文書の抜粋 »
****
保釈金とは、保釈のために裁判所に納めるお金のことです。その金額は裁判所が決定します。保釈金を納めることは刑事訴訟法によって定められています。

第九十三条 保釈を許す場合には、保証金額を定めなければならない。

引用元:刑事訴訟法第九十三条

また、保釈金を納めなければ保釈は行われません。

第九十四条 保釈を許す決定は、保証金の納付があつた後でなければ、これを執行することができない。

引用元:刑事訴訟法第九十四条

保釈請求が認められる場合は裁判所から金額の指定があります。そもそも保釈請求が認められない場合には金額の指定もされません。

保釈金の役割

保釈金の役割

保釈金を納めることで、被告人は一時的に身柄が解放されます。身柄拘束が解かれるというだけでも保釈金を支払うことの意味は大きいですが、それ以外にも保釈金はさまざまな役割を持っています。
****
生データ »
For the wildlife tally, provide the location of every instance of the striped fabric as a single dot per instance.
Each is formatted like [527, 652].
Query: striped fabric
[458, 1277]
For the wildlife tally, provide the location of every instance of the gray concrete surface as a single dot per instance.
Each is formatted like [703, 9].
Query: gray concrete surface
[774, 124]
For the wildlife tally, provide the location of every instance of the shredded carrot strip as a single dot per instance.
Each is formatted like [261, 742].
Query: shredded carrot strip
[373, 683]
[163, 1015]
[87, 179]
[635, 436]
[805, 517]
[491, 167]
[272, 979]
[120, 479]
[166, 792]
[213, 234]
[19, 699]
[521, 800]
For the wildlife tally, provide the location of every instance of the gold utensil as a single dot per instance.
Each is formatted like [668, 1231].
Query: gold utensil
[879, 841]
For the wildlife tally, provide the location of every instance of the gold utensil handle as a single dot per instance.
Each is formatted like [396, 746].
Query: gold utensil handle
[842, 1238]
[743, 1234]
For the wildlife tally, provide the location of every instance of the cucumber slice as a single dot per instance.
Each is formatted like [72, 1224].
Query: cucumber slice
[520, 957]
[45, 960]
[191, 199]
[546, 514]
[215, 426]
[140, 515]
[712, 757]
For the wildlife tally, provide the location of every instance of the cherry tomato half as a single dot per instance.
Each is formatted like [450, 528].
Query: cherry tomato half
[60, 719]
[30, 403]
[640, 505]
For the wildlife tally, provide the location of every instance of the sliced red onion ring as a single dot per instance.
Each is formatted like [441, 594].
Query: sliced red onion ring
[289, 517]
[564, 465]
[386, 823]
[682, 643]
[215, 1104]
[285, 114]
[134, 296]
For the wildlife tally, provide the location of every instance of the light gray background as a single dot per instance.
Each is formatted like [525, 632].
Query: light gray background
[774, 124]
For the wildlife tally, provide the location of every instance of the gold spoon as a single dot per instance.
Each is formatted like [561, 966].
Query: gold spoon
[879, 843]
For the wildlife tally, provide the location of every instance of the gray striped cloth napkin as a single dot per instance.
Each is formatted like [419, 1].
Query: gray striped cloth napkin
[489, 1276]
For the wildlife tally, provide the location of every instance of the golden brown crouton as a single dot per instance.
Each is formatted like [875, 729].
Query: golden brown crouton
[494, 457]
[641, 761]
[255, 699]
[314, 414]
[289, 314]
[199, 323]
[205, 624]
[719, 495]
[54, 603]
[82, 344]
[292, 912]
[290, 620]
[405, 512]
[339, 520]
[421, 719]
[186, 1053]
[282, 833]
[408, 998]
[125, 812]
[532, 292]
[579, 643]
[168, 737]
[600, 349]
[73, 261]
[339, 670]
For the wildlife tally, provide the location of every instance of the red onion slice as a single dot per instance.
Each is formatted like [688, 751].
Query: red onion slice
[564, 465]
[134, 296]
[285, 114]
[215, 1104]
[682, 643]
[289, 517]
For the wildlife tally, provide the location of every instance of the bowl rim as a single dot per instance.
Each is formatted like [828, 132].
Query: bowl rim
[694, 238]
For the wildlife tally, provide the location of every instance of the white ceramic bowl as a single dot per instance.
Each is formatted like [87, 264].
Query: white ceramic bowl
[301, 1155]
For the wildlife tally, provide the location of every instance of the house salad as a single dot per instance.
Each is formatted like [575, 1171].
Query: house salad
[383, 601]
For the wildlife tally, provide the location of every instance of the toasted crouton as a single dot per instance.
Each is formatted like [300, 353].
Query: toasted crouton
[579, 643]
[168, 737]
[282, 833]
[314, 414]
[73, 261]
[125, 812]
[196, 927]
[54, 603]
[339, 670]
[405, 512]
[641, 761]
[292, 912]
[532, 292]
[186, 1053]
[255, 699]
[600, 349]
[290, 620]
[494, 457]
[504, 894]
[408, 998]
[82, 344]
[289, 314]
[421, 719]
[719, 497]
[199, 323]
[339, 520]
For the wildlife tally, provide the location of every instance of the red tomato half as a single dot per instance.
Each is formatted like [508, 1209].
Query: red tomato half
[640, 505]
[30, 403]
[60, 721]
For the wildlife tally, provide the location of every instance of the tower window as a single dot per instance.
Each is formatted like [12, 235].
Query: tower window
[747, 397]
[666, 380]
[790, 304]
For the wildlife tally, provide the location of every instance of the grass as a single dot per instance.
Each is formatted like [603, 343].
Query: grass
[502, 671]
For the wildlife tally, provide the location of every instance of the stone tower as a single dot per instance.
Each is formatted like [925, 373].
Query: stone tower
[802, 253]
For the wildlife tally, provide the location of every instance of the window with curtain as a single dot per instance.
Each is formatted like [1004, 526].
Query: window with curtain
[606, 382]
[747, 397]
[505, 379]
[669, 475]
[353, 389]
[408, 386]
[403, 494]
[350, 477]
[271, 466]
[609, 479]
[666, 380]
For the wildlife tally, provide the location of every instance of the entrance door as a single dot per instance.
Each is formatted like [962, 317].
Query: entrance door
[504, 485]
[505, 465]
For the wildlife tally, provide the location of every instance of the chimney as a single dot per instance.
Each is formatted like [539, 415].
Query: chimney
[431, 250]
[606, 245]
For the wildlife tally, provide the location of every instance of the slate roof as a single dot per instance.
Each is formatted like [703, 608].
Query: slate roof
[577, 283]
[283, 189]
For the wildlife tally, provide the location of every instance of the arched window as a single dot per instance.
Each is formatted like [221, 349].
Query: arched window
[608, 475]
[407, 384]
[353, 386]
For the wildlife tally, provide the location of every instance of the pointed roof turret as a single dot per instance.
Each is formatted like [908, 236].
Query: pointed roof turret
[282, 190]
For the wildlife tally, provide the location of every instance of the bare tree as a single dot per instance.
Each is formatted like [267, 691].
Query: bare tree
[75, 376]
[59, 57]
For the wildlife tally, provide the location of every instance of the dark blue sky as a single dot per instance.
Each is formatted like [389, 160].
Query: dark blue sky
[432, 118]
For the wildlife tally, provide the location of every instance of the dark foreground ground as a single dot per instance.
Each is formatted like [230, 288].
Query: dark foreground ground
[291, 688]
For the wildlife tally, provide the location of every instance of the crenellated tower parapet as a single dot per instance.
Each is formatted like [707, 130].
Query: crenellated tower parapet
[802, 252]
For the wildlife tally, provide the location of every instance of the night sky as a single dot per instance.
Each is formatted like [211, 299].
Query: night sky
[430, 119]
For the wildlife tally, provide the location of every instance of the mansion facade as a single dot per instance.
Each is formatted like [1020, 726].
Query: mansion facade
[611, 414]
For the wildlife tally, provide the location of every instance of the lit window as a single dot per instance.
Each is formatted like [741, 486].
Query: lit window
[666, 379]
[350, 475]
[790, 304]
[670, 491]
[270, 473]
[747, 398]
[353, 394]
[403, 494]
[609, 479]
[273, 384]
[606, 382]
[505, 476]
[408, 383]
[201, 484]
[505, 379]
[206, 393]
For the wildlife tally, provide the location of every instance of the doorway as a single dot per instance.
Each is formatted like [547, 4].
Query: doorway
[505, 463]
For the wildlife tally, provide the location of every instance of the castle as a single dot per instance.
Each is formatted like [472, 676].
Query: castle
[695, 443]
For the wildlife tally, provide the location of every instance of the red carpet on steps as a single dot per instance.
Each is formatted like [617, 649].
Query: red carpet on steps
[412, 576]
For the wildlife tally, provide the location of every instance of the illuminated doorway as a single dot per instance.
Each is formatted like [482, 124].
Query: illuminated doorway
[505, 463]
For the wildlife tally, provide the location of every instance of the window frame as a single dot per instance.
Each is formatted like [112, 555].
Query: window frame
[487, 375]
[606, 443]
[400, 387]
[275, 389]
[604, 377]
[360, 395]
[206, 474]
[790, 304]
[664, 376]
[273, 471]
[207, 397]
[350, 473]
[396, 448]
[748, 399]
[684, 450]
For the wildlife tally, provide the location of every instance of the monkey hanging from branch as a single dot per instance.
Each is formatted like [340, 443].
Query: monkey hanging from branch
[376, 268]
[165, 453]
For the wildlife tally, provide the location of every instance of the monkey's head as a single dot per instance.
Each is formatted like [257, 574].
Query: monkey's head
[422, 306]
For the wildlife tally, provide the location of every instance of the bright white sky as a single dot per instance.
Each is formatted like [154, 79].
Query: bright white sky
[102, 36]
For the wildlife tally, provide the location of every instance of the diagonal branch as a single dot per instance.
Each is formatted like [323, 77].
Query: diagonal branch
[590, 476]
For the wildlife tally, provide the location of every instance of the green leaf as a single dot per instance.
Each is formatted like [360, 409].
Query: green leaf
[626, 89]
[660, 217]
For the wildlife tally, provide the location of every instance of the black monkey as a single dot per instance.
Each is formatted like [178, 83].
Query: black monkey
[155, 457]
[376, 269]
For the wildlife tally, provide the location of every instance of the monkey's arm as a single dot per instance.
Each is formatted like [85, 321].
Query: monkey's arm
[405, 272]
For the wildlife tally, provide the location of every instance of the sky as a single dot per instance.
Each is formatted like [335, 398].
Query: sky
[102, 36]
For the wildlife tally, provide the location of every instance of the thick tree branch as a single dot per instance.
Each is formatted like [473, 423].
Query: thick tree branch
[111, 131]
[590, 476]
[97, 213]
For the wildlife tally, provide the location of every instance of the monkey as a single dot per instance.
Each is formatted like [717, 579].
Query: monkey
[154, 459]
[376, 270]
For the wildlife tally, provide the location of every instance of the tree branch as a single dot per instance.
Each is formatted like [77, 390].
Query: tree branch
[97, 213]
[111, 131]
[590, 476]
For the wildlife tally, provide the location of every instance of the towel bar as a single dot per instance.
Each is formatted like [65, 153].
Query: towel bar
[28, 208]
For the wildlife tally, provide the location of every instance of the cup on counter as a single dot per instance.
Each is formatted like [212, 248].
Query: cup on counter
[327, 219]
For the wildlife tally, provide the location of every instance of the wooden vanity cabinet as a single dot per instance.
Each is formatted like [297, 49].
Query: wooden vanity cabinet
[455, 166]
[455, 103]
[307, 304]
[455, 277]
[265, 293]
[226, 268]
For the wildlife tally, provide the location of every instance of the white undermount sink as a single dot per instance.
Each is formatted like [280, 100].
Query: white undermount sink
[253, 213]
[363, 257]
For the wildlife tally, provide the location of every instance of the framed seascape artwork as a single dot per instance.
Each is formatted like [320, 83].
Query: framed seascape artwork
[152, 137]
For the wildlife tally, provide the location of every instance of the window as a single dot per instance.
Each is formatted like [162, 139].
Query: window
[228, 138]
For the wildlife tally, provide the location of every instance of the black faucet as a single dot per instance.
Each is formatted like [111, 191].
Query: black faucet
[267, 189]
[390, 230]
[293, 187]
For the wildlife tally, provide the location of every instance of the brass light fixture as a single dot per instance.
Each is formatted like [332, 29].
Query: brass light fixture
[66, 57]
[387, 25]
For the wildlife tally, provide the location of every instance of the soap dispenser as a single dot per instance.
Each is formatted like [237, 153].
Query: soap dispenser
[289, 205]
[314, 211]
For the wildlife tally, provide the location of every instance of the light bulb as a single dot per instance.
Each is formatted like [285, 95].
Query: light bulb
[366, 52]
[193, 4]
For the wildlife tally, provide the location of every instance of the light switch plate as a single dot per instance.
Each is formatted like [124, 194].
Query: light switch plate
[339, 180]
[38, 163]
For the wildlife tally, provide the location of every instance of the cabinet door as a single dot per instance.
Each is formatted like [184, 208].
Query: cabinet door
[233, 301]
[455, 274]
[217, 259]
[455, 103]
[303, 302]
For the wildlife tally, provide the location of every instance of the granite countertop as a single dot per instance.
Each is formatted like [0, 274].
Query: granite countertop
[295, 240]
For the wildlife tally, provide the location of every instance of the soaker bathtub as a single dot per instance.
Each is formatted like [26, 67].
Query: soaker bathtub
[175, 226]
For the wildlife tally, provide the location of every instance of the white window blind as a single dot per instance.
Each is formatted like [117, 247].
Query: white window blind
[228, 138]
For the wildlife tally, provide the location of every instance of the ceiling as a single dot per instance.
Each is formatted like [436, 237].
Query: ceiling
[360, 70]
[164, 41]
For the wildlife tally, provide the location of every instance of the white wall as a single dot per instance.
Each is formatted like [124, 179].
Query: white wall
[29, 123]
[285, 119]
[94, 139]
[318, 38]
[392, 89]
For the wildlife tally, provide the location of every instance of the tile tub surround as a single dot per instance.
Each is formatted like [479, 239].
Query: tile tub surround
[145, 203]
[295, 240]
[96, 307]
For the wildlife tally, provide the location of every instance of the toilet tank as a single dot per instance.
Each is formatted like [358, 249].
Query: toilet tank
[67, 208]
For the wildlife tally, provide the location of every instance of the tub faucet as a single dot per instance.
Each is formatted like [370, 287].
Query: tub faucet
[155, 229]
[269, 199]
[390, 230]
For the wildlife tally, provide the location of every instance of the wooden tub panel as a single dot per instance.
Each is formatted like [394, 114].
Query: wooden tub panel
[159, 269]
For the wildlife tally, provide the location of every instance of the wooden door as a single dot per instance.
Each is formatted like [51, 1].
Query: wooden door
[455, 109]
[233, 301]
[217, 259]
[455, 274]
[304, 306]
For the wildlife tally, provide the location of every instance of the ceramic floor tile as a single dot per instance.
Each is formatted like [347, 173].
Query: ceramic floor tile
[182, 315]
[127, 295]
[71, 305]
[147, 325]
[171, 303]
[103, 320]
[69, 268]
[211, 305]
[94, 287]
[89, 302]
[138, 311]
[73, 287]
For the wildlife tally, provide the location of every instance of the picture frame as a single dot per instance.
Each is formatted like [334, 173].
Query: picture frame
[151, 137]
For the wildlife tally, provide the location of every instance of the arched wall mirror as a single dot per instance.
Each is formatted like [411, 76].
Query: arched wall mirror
****
保釈金についての文章から、「保釈金とは、保釈のために裁判」を含む箇所で始まり「には金額の指定もされません。」で終わる部分を、一字一句変えずに抜き出してください。 一覧は使わなくてよい。

回答 »
保釈金とは、保釈のために裁判所に納めるお金のことです。その金額は裁判所が決定します。保釈金を納めることは刑事訴訟法によって定められています。

第九十三条 保釈を許す場合には、保証金額を定めなければならない。

引用元:刑事訴訟法第九十三条

また、保釈金を納めなければ保釈は行われません。

第九十四条 保釈を許す決定は、保証金の納付があつた後でなければ、これを執行することができない。

引用元:刑事訴訟法第九十四条

保釈請求が認められる場合は裁判所から金額の指定があります。そもそも保釈請求が認められない場合には金額の指定もされません。